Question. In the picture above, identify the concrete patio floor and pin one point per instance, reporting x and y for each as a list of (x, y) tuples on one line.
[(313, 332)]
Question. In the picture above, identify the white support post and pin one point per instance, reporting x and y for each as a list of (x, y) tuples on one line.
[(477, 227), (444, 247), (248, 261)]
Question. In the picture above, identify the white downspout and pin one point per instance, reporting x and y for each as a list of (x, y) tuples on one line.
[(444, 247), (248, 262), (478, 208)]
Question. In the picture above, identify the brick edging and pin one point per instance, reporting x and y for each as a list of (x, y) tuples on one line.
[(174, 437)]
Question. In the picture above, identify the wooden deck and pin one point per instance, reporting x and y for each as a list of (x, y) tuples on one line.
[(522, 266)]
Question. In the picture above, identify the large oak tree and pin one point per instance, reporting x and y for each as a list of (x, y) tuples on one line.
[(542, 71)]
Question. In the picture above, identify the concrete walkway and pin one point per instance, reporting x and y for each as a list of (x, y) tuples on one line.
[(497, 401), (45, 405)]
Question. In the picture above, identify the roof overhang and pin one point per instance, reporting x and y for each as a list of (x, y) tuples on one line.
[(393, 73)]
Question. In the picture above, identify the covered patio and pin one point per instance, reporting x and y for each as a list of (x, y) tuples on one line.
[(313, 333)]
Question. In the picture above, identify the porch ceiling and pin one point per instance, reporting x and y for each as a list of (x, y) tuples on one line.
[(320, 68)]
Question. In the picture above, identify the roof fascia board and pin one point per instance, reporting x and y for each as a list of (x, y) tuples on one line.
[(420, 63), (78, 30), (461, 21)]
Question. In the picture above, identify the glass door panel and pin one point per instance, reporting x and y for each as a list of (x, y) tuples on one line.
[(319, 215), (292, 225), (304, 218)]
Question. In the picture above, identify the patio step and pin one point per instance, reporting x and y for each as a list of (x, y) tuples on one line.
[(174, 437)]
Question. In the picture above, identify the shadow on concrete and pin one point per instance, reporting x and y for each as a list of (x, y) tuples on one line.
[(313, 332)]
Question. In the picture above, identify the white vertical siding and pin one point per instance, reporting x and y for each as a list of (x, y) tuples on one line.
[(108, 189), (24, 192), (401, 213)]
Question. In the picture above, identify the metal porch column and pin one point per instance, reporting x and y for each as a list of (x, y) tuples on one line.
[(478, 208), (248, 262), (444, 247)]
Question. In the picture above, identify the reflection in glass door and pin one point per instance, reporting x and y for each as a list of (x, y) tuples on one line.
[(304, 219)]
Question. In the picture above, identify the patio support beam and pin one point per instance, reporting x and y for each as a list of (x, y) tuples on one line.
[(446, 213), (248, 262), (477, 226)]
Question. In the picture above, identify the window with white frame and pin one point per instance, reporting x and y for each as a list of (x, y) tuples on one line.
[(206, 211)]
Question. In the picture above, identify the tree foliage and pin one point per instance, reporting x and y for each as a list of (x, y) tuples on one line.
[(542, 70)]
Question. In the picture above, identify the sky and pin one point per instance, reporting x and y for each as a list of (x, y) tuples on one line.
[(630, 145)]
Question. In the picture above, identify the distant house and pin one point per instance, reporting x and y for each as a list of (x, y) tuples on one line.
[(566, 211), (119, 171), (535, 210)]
:::::
• _WHAT YOU SHOULD DO_:
Copy out only the records starting at the line that contains "Question. In the picture above, identify the brick" and ending at the line that contains "[(313, 333)]", substituting "timber deck" for "wooden deck" and leaving everything else unchanged.

• _FINAL RESULT_:
Question. In the picture above, identify the brick edging and pin one point per instance, reporting x and y for each as a list of (x, y) tuples on one line.
[(174, 437)]
Question. In the picture above, identify the timber deck and pin one point per instance, reporting x and y for each as a list of (x, y) tuples on one line.
[(522, 266)]
Question. In the picture above, identify the large oak tree and pin one point per instance, reporting x and y for each as a list of (x, y) tuples on one line.
[(542, 71)]
Question. In the picture above, identify the concrete walkway and pin one point per instance, reporting x and y for each as a list of (x, y) tuples on one line.
[(497, 401), (45, 405)]
Question. In the picture above, identify the roof overhang and pin one point per instance, reporting x and y for each as a list of (x, y) tuples on one line.
[(393, 73)]
Question. In the picture above, identify the covered patio and pin one point per instance, reporting x and y for each as a list of (x, y) tuples on one line.
[(313, 333)]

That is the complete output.